%%

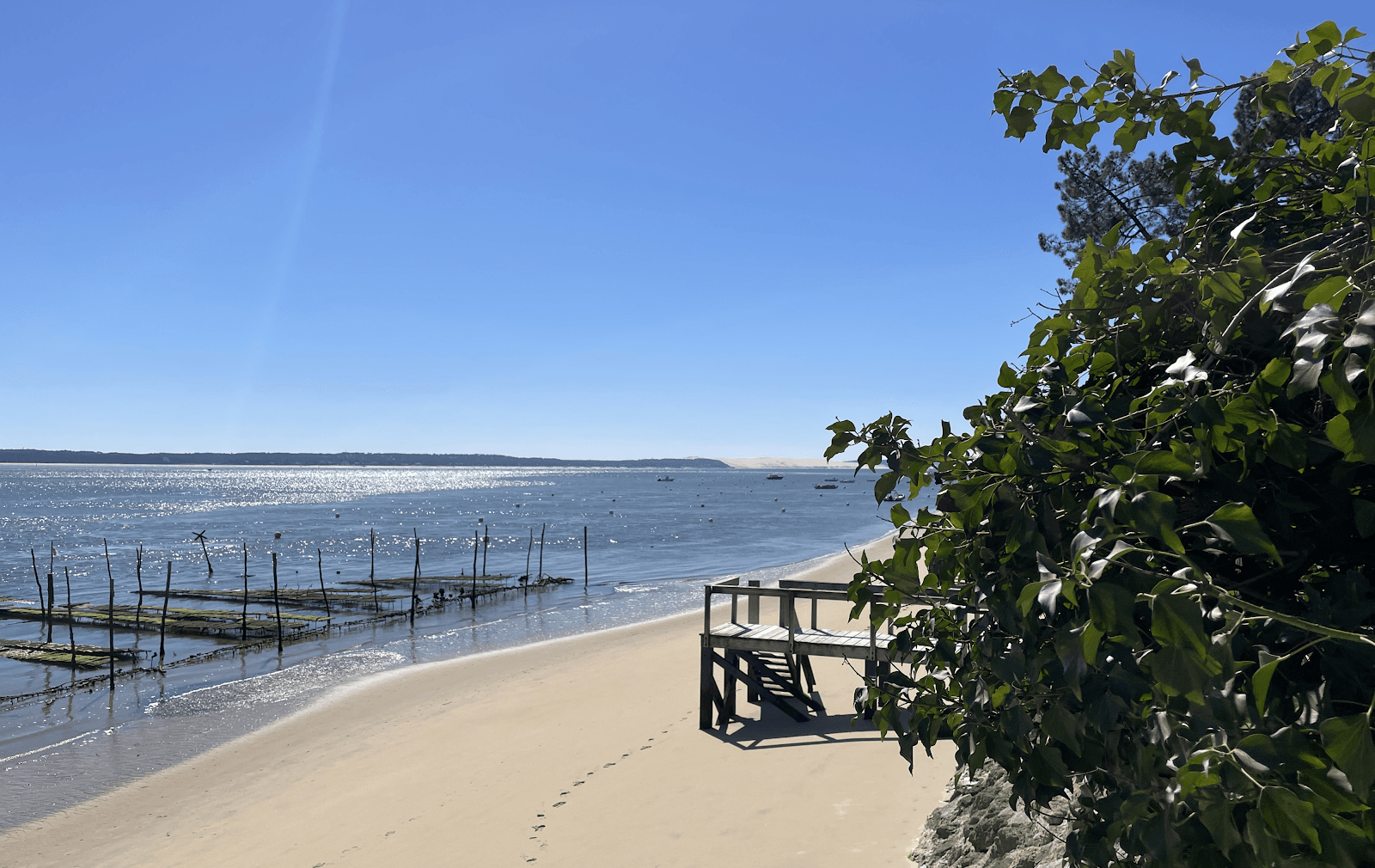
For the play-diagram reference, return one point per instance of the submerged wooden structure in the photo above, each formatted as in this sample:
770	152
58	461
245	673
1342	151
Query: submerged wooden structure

%%

**Brief**
Copy each line of the listing above that contains the word "structure".

**Reply to the task**
For the play-diagram reference, return one point per instance of the submerged wooden structure in the photo above, each formatted as in this sample:
Query: submerged wooden structure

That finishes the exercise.